[To do]:
Copy out the line containing "the small shrub" and each line after it, through the last one in the material, exactly as written.

[Given data]:
>> START
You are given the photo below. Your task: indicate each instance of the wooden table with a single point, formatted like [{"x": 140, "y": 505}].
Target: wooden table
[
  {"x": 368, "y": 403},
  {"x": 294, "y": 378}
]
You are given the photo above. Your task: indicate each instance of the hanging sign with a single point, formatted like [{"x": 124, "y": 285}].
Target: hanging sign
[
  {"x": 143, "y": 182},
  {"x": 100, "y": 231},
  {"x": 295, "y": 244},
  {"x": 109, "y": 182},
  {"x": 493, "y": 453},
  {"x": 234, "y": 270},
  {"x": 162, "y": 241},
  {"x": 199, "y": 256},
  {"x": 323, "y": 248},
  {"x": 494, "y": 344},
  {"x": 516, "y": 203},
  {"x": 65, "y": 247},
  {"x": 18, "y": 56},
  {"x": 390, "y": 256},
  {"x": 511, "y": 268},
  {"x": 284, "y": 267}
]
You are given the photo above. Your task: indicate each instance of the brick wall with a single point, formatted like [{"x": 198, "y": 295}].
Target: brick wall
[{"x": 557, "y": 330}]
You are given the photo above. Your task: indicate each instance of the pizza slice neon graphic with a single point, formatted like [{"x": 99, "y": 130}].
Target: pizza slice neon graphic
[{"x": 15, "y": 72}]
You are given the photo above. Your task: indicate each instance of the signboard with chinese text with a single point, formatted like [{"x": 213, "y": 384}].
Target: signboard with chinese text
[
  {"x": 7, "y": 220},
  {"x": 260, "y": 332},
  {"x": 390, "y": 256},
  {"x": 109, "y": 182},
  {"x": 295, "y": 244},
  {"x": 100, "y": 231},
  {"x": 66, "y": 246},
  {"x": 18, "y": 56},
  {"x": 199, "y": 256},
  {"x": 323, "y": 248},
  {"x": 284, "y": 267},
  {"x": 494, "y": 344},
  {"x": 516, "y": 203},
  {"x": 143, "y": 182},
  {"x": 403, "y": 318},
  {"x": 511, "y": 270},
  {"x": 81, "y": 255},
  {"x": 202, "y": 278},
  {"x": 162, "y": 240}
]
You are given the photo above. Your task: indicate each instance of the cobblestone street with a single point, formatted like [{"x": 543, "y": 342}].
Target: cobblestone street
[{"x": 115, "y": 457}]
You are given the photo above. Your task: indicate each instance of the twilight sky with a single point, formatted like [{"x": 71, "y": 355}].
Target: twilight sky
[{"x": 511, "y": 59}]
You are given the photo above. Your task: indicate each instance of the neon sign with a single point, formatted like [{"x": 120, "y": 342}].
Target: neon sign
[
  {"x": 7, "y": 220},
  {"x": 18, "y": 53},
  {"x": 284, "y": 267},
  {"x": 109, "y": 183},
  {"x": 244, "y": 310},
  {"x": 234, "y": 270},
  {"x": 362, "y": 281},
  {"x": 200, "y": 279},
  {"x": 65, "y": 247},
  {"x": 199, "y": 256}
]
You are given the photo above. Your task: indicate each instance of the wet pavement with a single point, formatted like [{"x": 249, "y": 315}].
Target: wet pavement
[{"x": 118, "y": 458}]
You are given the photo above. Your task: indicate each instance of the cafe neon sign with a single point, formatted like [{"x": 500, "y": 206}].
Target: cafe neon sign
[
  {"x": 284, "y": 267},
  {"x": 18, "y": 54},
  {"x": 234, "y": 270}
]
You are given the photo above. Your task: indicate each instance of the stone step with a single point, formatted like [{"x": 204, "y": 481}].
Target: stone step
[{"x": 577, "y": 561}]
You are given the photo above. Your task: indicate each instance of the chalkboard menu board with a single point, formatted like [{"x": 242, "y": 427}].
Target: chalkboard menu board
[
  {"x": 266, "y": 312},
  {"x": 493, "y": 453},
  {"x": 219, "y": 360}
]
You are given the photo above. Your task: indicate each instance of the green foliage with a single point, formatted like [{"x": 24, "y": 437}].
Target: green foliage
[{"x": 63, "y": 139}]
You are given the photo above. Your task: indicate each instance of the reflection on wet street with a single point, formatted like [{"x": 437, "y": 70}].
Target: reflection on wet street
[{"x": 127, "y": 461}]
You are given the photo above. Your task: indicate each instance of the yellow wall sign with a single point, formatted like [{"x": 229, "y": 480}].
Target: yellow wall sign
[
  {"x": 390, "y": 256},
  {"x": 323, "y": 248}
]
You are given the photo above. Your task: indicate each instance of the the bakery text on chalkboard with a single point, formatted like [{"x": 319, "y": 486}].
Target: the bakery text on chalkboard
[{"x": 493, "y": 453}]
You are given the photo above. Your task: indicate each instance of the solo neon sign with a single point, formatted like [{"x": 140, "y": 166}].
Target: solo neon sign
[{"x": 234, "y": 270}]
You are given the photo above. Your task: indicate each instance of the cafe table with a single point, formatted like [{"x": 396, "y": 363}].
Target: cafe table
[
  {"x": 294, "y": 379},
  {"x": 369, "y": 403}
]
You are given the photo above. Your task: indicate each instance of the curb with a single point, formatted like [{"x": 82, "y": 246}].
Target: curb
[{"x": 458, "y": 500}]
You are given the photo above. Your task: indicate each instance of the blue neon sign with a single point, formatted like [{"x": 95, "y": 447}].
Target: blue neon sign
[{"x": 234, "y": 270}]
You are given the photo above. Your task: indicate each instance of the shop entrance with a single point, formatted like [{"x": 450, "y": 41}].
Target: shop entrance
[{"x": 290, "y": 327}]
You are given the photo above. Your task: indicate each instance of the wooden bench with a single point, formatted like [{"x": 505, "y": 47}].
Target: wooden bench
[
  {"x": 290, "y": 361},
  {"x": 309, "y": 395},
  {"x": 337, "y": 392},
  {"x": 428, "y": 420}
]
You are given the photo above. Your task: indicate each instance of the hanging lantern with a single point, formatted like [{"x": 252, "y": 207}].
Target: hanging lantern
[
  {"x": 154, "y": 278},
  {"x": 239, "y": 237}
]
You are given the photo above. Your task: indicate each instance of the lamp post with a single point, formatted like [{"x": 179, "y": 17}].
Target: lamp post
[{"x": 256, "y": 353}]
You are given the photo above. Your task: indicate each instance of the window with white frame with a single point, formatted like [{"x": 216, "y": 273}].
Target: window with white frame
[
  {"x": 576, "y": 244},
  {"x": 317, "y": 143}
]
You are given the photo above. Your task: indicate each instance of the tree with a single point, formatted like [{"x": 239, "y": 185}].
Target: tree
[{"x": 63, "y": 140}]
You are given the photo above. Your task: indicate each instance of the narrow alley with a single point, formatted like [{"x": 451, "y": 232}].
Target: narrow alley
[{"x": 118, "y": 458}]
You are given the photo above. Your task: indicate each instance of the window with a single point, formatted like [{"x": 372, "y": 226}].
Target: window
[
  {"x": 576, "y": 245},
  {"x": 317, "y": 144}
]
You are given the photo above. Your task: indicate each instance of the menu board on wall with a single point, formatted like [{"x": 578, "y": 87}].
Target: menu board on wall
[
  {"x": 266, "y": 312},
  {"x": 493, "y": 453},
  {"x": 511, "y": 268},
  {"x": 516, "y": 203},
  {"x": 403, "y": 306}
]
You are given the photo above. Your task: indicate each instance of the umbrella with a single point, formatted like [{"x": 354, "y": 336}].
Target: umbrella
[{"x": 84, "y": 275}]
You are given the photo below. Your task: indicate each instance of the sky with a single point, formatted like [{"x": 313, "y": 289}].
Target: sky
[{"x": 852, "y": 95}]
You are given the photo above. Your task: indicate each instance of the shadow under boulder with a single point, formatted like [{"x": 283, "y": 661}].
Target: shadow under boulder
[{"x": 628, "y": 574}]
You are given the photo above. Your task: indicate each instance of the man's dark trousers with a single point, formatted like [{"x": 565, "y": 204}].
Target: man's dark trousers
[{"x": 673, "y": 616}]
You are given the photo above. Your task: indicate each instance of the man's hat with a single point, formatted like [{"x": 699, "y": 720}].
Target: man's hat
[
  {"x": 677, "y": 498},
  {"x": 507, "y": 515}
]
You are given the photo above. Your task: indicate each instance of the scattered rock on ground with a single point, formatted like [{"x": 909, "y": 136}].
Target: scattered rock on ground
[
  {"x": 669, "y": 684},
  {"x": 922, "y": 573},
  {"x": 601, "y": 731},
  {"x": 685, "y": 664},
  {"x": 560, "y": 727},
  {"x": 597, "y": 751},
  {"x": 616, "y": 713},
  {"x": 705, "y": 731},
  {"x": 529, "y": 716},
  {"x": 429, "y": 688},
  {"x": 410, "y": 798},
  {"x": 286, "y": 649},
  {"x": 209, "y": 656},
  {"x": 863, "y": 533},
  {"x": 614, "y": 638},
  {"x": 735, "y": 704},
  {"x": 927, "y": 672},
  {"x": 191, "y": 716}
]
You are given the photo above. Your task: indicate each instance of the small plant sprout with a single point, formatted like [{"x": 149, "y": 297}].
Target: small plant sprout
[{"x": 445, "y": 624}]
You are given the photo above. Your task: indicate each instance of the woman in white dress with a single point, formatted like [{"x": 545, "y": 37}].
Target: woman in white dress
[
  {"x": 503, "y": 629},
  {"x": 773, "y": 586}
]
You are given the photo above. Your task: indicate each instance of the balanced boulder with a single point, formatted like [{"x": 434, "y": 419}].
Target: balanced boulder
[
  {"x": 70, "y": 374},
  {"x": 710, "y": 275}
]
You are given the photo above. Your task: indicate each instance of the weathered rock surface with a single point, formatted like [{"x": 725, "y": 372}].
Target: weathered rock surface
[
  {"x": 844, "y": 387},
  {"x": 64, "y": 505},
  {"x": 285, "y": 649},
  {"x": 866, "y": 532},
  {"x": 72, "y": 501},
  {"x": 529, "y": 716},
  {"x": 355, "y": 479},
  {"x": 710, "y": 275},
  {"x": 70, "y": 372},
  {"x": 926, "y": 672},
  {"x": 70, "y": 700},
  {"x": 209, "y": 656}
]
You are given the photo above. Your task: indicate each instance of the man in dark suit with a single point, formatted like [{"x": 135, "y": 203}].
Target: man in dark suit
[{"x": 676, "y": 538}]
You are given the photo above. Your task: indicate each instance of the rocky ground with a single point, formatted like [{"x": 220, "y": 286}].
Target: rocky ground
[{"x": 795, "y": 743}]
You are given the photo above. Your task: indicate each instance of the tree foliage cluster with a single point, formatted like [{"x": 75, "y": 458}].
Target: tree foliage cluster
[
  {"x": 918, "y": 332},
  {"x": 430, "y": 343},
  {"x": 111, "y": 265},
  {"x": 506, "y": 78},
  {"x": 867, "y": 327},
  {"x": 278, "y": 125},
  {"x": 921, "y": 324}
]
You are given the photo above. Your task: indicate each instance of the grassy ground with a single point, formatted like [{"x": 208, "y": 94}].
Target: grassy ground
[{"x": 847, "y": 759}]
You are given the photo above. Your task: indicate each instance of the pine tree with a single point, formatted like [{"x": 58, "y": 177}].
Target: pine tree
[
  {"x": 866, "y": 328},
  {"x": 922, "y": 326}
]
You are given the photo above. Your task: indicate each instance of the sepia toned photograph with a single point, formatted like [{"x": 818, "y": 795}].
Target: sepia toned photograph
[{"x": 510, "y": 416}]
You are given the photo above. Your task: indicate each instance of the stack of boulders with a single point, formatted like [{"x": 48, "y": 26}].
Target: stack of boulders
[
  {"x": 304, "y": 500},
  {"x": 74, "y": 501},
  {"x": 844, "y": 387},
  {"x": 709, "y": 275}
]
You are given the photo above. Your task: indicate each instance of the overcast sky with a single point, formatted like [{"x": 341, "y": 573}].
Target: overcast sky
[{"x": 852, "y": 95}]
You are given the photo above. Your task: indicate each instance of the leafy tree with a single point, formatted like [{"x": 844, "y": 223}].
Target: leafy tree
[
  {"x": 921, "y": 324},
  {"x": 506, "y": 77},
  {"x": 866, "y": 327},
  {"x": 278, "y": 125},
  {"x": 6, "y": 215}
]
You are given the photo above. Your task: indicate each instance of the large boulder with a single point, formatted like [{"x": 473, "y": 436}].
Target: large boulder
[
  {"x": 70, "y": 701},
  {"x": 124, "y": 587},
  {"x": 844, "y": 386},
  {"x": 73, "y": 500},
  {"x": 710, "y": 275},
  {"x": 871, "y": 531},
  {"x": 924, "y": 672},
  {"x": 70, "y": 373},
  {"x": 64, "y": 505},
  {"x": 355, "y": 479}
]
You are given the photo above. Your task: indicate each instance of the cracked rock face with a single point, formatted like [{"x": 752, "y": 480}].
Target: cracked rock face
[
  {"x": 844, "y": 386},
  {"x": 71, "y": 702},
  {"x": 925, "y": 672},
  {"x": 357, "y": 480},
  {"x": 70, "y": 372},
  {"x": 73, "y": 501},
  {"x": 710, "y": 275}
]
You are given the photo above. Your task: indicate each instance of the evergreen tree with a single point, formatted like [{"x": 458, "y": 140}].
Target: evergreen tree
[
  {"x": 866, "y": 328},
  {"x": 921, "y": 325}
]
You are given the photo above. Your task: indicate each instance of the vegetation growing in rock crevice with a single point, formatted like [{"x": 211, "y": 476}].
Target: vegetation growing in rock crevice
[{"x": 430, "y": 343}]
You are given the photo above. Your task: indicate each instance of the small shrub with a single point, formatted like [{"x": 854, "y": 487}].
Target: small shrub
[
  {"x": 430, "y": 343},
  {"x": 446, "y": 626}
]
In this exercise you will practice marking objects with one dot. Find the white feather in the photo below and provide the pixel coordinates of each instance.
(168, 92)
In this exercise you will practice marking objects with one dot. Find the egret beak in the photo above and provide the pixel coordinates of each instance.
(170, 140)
>> END
[Final result]:
You are given the photo above. Your task: indicate each instance of the small shrub with a single point, formatted like [{"x": 854, "y": 487}].
Target: small shrub
[
  {"x": 430, "y": 343},
  {"x": 446, "y": 626}
]
In this exercise you will practice marking objects with one dot. Find the white feather in the photo below and provide the pixel coordinates of each instance.
(168, 92)
In this exercise you will practice marking objects with one dot. Find the egret beak in the photo above and provide the pixel coordinates of each instance.
(170, 140)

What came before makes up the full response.